## [Data for this exercise]
-- Start --

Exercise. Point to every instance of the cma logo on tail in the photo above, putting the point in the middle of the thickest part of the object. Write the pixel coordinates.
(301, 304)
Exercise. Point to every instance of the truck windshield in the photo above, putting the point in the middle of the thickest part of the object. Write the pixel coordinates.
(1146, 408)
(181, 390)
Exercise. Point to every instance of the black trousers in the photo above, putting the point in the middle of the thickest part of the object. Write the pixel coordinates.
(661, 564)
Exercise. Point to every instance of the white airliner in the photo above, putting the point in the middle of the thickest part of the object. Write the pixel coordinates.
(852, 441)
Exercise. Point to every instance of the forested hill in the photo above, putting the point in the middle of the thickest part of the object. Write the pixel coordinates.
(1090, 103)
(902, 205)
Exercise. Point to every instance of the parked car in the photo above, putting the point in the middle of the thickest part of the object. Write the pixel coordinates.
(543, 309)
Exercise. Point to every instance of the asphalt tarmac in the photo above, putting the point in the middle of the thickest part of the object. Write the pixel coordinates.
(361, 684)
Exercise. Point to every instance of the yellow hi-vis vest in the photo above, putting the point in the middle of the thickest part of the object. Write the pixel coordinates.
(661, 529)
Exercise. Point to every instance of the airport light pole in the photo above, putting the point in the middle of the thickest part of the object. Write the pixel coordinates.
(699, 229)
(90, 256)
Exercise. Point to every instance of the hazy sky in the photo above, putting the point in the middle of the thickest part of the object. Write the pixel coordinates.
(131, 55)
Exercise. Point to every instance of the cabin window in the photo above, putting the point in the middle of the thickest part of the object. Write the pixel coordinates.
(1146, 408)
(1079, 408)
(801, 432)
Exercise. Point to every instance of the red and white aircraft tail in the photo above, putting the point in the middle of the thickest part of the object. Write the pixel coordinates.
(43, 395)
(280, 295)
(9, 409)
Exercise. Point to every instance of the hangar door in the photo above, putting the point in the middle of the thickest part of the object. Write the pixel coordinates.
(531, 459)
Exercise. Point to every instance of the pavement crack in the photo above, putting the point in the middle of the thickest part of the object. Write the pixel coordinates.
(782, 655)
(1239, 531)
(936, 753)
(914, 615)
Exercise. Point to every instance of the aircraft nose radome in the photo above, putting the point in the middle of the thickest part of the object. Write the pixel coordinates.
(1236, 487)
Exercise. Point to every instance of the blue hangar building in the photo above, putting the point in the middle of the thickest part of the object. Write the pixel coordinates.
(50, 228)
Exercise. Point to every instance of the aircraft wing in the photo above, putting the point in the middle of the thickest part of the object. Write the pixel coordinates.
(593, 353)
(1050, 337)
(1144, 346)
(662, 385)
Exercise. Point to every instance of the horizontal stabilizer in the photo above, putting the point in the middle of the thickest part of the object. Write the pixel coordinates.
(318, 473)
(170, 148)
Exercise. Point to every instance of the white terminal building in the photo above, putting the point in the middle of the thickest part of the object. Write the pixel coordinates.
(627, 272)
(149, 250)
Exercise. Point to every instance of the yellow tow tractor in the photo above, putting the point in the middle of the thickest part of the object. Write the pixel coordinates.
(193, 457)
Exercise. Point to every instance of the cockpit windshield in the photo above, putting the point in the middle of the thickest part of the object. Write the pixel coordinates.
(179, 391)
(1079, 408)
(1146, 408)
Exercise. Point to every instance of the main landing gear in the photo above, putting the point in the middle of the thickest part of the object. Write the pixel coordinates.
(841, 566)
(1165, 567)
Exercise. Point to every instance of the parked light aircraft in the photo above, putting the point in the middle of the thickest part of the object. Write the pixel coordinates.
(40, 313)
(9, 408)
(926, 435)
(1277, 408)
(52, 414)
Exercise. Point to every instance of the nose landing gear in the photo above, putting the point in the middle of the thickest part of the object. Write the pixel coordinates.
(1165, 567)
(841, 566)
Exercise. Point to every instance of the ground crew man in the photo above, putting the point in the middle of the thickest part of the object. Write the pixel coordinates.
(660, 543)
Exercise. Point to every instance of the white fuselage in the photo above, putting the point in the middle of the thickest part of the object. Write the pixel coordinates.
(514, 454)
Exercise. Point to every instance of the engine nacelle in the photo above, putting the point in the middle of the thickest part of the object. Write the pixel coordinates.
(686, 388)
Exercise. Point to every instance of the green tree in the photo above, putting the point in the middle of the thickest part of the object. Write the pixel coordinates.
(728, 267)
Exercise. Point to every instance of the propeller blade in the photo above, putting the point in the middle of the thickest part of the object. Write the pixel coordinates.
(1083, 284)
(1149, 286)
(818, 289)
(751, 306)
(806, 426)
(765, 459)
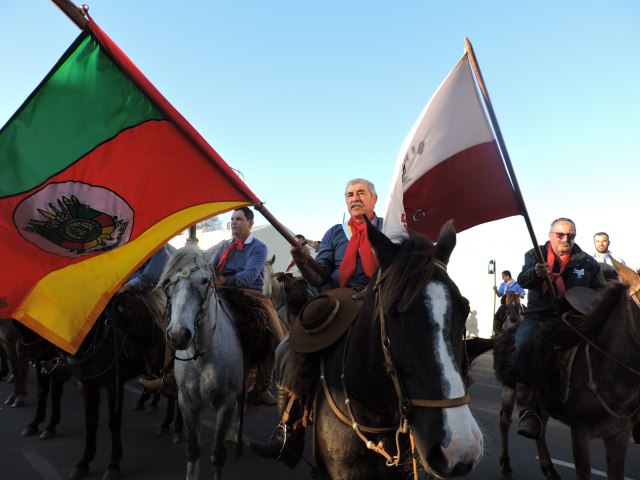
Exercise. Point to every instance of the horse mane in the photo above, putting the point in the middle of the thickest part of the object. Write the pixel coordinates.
(183, 257)
(416, 255)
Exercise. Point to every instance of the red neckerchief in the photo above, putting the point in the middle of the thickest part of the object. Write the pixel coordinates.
(556, 277)
(236, 243)
(359, 242)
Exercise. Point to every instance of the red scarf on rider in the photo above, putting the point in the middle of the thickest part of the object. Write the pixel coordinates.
(358, 243)
(235, 244)
(556, 277)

-- End --

## [Challenge]
Write out each line of the data exactly; the images should be left out.

## [Task result]
Exercise. Point to every instance of the cma logo on tail in the photo above, putting the point in the middle of the thickest part of the object. Write the pixel coordinates.
(301, 304)
Exercise. Point to every instance of the truck windshield in the photo above, putting the point in the middle of the thickest part of the object. Write the pixel coordinates.
(1146, 408)
(181, 390)
Exercise. Point to every instance of the black trousers in the photo above, putting the point in the middle of the thickest part of the object. Write the pixel coordinates.
(661, 564)
Exercise. Point to every instance of the white airliner in the photo above, putting the point in the middle of the thickest part of the object. Write the pixel coordinates.
(852, 441)
Exercise. Point to every instance of the forested hill in the photo above, putting the point in the middle of the thickest part of the object. Write the pixel coordinates.
(1090, 103)
(902, 205)
Exercise. Point to every instance of the parked car in the photo above, putting the point in the middle of the thickest part of the object. Write the pixel coordinates.
(543, 309)
Exercise. Point to every instance of the asphalt tarmac in the photo above, putting the point in the middle of the thickest part of the object. Write the pixel coordinates.
(361, 684)
Exercise. Point to every instance of the yellow hi-vis vest in the photo above, putting the point in the middle of the thickest part of the object. Write the pixel coordinates.
(661, 529)
Exercise. Point to every instance of the airport light pole in the photo above, putting the point in the middle of the thickest part of the object. Write the pixel coordinates.
(699, 229)
(90, 256)
Exercise. Point to every instance of the hazy sky in the photo above, putting the point in the middle of the thickest part of the object. Write the pixel coordinates.
(131, 55)
Exercise. Point to every instance of the cabin window in the photo above, putting the point in the middle of the thickest part of the object. Write the pixel coordinates.
(1146, 408)
(1079, 408)
(801, 432)
Exercise. Point to every instance of the red and white aircraft tail in the photo above, putting the point in the middle of the thickest part of the object. Write the pixel coordinates.
(43, 395)
(280, 295)
(9, 409)
Exercise. Point to every instance of the hangar door in the photo above, putting the point in the middle of the thickest part of the object. Write the pixel coordinates.
(531, 459)
Exercise. Point to every instance of the pavement crack in the photo above, putting the point in the middle of the thickest part of the object. Write the pixel coordinates.
(782, 655)
(1239, 531)
(936, 753)
(914, 615)
Exercise. Point to every instance of the aircraft nose radome in the photo above, putting the point in the middle of the thickest part of the object. Write the pixel coordinates.
(1236, 487)
Exercise. Point to every instance of the blue hangar building in the photo above, putting the point in the middle of the thickest part of the object. Write the pixel coordinates.
(50, 228)
Exercise. Point to every instance of the aircraft wing in the photo above, putting the point in the middle of the thickest part of the object. Write the pixel coordinates.
(593, 353)
(1050, 337)
(1144, 346)
(662, 385)
Exercise. Point to every instance of the horizontal stabilizer in the photo above, putting the point in the middle of the thickest part of the object. Write the pixel coordinates.
(318, 473)
(170, 148)
Exercise. Point to every instance of the white terminal building in the photo above, putting the point in the middle of the thickest part of the object. Write the pixel coordinates.
(627, 272)
(149, 250)
Exercise. Point to every instance of the yellow tow tractor in the photo above, putting the point in the middle of the thickest part of the object. Write the pixel coordinates.
(193, 457)
Exercise. Point to every instance of the cockpit windshield in the photo above, putting the point in the middle of the thickest part of the object. Write the pixel coordinates.
(179, 391)
(1079, 408)
(1146, 408)
Exercise. Point to every instance of the main landing gear in the photo above, putting the point in the middle of the thickest part of the object. Write the pixel coordinates.
(841, 566)
(1165, 567)
Exercise. Point to every instance of the parked light aircraft in the photo above, putting the point in the middle of the thickest part of the object. Write the pixel coordinates.
(40, 313)
(9, 408)
(926, 435)
(1277, 408)
(52, 414)
Exercise. Point to every instance of the nose landing gear in the photo above, putting the point in the middle of the thickest part of the object. Write the pixel coordinates.
(1165, 567)
(841, 566)
Exercise. Point to every instance of the ground crew man in the photo above, putting the point in the middle of the thickest part of the object. Write the pixel coordinates.
(660, 543)
Exercise. Point to every instance of the white fuselage in the photo above, putting the point in the middle of the thickest part of the object. Write the pixel coordinates.
(514, 454)
Exercise. Point to every instance of the engine nacelle in the photo above, putting the point in the middle of the thickest part of the object. Write the pixel coordinates.
(686, 388)
Exercise. Point to every instance of the green tree in the photo above, putting the point in the middle of the thickest part of the object. Write the pixel coordinates.
(728, 267)
Exercise. Point to every instance of the propeller blade in the photo above, putting the point in the middle of the thickest part of the object. Write the pixel coordinates.
(1083, 284)
(1149, 286)
(818, 289)
(751, 306)
(806, 426)
(765, 459)
Exercise. Point to every instance of the horse mane in the photo above, putting the point in the middle of the thickest part of the object. Write the pixel coordinates.
(183, 257)
(416, 255)
Exercise. Point to every instance of the red neckerchief in the photo above, putting the point in the middle of the thickest part of the object. Write the pixel coordinates.
(556, 277)
(236, 243)
(359, 242)
Exercise. Point to every instance of the red scarf on rider in the photo above, putting the point in the middle of the thickest part of the object. Write the pixel coordinates.
(358, 243)
(235, 244)
(556, 277)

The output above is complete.